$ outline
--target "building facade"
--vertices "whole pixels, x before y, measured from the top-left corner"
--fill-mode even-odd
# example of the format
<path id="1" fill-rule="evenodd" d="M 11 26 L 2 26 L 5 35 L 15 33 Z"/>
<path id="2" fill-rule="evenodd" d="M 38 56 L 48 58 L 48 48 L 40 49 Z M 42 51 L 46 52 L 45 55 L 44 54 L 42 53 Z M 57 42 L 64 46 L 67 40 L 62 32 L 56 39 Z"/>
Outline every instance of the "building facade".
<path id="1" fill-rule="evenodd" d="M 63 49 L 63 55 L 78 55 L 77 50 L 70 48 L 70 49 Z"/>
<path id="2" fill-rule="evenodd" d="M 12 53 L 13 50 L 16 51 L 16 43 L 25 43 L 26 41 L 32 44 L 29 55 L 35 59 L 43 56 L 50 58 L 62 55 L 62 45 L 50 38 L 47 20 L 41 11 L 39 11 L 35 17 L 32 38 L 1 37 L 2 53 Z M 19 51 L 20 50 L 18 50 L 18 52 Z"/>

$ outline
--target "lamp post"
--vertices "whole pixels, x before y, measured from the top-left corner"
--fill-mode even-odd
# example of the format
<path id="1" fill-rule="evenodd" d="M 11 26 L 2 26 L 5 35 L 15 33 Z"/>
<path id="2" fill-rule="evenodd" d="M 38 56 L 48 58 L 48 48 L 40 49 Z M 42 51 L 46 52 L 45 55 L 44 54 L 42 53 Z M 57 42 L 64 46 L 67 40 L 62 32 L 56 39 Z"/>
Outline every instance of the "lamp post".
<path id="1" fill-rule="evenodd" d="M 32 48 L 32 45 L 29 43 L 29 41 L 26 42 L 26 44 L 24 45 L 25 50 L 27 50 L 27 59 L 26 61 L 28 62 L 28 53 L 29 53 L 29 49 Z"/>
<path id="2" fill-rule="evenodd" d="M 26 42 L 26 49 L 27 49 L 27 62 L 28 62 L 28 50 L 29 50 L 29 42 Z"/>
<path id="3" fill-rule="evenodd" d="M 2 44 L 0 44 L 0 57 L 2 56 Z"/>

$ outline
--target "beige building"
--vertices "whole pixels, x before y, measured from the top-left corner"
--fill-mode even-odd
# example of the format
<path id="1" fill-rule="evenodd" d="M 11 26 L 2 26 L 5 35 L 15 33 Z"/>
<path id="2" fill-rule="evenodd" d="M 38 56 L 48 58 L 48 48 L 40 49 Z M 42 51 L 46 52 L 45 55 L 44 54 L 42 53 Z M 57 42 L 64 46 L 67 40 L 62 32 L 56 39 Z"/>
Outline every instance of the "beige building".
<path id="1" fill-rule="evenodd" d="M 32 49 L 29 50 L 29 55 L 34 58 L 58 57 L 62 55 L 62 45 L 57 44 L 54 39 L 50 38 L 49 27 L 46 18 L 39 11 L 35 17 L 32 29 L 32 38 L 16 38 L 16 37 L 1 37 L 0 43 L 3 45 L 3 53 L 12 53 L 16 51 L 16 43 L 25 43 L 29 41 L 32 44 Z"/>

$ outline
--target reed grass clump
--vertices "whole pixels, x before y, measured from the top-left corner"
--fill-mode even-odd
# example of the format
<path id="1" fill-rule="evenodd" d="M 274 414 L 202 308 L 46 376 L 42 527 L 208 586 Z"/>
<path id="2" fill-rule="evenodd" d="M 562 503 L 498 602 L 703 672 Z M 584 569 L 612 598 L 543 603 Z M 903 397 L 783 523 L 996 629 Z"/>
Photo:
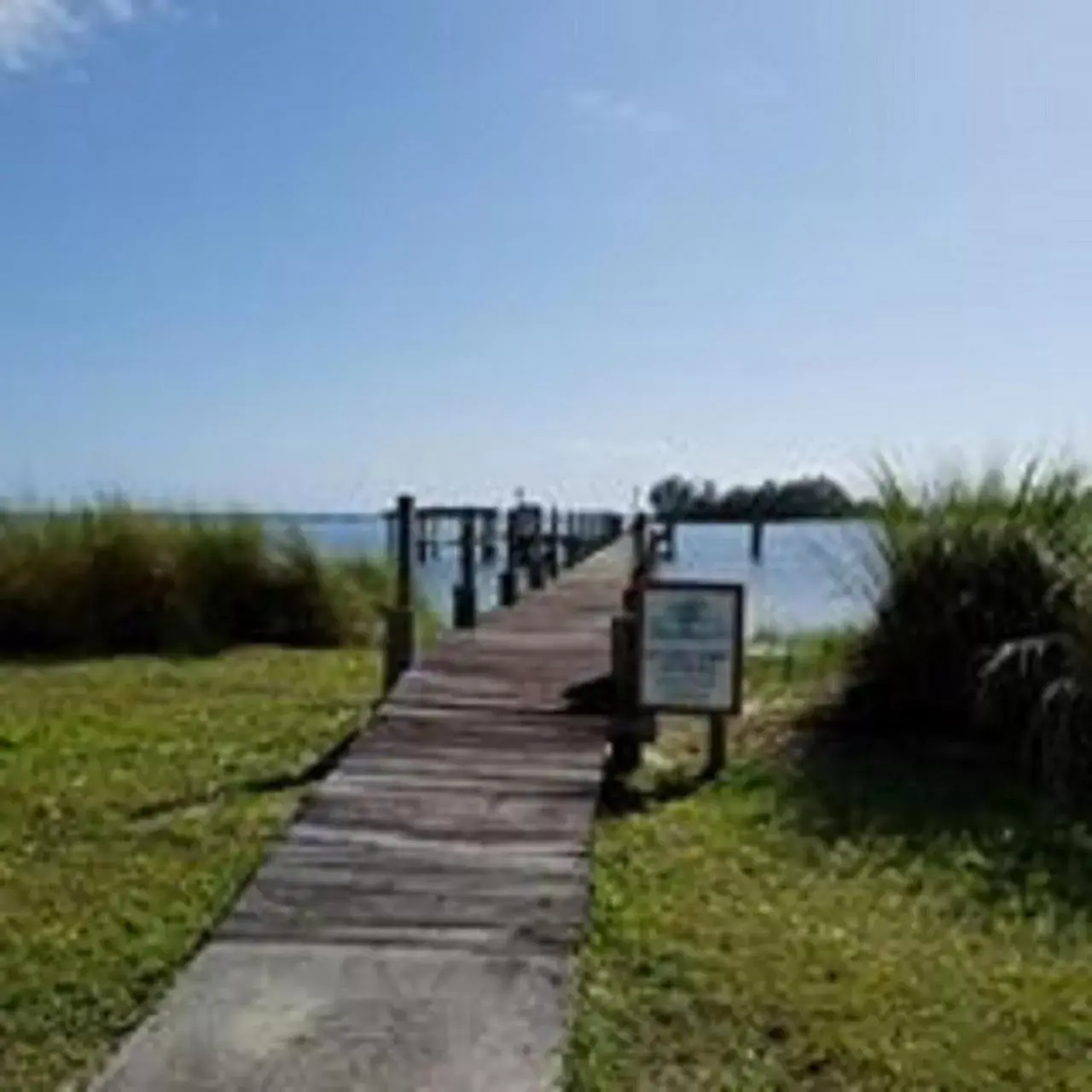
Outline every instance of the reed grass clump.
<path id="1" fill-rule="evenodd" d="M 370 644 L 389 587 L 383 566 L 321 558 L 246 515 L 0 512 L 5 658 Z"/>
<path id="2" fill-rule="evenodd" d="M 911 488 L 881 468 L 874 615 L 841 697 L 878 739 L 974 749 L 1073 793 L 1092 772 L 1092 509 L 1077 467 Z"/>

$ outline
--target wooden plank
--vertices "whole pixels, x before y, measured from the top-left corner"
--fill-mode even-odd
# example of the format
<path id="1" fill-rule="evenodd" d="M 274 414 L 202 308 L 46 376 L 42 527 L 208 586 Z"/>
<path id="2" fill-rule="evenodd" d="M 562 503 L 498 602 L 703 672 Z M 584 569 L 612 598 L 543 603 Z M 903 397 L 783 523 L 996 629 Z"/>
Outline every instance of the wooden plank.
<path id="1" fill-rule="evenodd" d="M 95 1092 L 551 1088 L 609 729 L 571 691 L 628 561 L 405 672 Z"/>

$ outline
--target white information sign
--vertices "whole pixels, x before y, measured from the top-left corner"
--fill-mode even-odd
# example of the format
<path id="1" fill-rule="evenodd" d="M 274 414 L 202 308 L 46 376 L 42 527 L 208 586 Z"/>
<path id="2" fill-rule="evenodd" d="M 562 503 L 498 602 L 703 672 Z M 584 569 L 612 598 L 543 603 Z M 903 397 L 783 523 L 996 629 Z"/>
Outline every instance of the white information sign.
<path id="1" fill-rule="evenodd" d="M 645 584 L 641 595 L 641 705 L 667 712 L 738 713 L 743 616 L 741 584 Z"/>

################

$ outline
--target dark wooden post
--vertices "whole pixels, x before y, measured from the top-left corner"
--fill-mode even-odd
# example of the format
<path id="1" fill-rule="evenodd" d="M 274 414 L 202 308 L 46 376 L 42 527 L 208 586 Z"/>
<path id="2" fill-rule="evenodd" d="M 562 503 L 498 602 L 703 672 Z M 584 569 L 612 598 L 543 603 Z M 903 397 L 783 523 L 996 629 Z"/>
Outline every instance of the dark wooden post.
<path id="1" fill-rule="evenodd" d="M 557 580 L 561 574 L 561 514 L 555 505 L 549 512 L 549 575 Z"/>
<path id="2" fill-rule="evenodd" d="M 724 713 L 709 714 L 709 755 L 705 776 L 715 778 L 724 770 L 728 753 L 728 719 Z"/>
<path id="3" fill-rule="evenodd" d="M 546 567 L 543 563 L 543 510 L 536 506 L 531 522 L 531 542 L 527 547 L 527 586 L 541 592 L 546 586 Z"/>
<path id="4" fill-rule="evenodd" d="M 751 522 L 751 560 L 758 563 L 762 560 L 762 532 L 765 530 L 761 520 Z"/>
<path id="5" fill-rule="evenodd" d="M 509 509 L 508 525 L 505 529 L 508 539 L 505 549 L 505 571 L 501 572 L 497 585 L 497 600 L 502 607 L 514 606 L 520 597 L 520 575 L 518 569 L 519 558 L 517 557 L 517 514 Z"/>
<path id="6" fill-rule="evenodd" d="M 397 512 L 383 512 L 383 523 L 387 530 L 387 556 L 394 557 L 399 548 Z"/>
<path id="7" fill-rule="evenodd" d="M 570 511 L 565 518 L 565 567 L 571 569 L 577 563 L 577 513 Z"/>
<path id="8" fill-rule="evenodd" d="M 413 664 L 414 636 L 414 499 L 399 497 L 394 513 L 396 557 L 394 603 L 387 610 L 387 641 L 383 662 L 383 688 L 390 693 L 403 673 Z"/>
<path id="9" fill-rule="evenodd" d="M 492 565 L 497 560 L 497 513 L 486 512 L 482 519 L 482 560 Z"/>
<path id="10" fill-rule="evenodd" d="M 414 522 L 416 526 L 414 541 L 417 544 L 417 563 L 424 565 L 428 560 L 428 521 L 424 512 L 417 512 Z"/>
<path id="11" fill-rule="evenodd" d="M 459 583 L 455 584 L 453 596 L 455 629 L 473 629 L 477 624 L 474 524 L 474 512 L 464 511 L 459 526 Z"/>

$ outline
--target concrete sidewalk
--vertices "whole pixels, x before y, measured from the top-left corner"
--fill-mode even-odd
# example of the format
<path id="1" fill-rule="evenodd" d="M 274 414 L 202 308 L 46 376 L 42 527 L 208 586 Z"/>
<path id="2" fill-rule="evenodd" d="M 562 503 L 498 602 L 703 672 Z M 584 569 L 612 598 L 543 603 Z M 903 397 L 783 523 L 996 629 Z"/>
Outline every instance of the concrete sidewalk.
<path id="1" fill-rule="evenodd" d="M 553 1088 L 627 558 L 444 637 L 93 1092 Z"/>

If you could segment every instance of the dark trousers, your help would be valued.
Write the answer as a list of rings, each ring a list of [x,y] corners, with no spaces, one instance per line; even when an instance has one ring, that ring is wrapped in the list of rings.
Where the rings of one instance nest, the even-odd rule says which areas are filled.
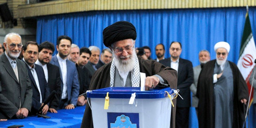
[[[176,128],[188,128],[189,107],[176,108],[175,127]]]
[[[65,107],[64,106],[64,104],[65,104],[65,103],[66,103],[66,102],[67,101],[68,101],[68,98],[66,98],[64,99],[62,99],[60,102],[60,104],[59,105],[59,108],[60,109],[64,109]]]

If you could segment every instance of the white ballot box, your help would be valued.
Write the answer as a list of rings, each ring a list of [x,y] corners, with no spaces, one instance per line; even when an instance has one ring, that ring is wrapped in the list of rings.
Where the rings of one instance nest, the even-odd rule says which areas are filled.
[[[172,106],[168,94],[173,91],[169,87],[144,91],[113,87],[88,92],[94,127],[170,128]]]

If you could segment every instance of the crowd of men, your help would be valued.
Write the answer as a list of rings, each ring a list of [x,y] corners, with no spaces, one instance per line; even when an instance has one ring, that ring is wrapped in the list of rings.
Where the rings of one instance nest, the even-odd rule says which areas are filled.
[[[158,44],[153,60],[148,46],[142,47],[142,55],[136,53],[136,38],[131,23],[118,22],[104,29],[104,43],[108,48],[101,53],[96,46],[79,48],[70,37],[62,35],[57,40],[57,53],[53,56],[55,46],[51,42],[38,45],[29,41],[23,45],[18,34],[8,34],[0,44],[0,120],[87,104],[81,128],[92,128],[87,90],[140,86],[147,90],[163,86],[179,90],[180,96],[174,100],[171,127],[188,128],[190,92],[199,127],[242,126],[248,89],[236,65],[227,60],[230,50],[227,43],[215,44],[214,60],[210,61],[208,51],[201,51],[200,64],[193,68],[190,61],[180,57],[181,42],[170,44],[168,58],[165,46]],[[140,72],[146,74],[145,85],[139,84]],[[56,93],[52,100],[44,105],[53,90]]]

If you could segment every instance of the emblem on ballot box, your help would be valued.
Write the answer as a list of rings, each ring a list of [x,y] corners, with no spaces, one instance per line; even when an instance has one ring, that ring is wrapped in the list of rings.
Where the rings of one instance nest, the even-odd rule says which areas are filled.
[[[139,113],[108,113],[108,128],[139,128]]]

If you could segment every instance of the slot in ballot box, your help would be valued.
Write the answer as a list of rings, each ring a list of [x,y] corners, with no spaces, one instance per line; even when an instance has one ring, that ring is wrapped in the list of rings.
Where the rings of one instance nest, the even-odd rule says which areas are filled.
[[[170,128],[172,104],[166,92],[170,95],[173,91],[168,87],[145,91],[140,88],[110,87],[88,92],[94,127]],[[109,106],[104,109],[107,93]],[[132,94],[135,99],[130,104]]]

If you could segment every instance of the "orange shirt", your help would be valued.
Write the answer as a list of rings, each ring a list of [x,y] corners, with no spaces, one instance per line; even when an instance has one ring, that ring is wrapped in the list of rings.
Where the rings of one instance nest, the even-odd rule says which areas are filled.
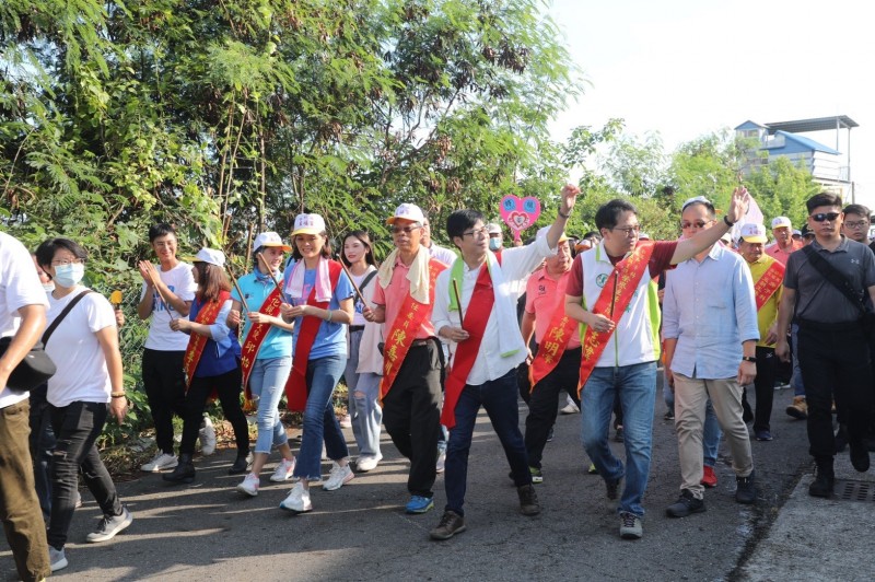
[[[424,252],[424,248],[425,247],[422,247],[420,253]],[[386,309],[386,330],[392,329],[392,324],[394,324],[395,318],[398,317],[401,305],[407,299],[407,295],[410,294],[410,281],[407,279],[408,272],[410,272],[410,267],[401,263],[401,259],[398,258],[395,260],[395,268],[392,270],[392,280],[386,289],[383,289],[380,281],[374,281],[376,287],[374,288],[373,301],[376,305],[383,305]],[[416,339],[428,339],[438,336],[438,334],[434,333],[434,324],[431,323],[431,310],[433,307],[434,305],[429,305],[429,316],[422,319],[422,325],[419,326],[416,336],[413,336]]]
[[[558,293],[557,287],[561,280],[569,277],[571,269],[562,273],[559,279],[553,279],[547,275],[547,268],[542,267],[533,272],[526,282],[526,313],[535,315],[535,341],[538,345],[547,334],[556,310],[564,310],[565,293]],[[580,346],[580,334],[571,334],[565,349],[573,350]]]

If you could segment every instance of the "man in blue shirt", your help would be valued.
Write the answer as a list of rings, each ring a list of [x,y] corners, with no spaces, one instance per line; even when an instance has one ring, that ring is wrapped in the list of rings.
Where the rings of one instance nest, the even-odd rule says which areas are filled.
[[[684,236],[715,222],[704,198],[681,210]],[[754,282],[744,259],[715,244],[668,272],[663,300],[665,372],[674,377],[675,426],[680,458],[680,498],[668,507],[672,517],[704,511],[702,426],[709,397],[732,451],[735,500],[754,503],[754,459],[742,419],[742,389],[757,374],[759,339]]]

################

Copy the records above word for word, starting at the line with "If you could segment every instance of the crowd" and ending at the line with "[[[139,113],[108,113],[108,128],[139,128]]]", including both of those lines.

If you could segment every instance of the crowd of men, your help would be valued.
Write the answer as a list of rings, each ring a list of [x,y] corners, with no spaces, one instance per line; even when an instance has one ring, that ring is wrapped in the list of rings.
Where the rings of one instance nest, the even-odd rule says which areas are filled.
[[[158,44],[153,60],[148,46],[142,47],[142,55],[136,53],[136,38],[131,23],[118,22],[104,29],[104,43],[108,48],[101,53],[96,46],[79,48],[70,37],[62,35],[57,40],[57,53],[53,56],[55,46],[51,42],[38,45],[29,41],[23,45],[18,34],[8,34],[0,44],[0,120],[87,104],[81,128],[92,128],[87,90],[140,86],[147,90],[163,86],[179,90],[180,96],[174,100],[171,127],[188,128],[190,92],[199,127],[242,126],[248,89],[236,65],[227,60],[230,50],[227,43],[215,44],[214,60],[210,61],[208,51],[201,51],[200,64],[193,68],[190,61],[180,57],[181,42],[170,44],[168,58],[165,46]],[[140,72],[146,74],[145,85],[139,84]],[[56,93],[52,100],[44,105],[53,90]]]

If you could segment every instance of the emblem on ballot box, your help would be valued.
Write the answer as a list of rings, each ring a list of [x,y] corners, with no spaces, one instance per line; even when an instance has one ring, that ring is wrapped in the list of rings.
Where the rings of one instance nest, the even-odd rule says which areas are filled.
[[[139,113],[108,113],[108,128],[139,128]]]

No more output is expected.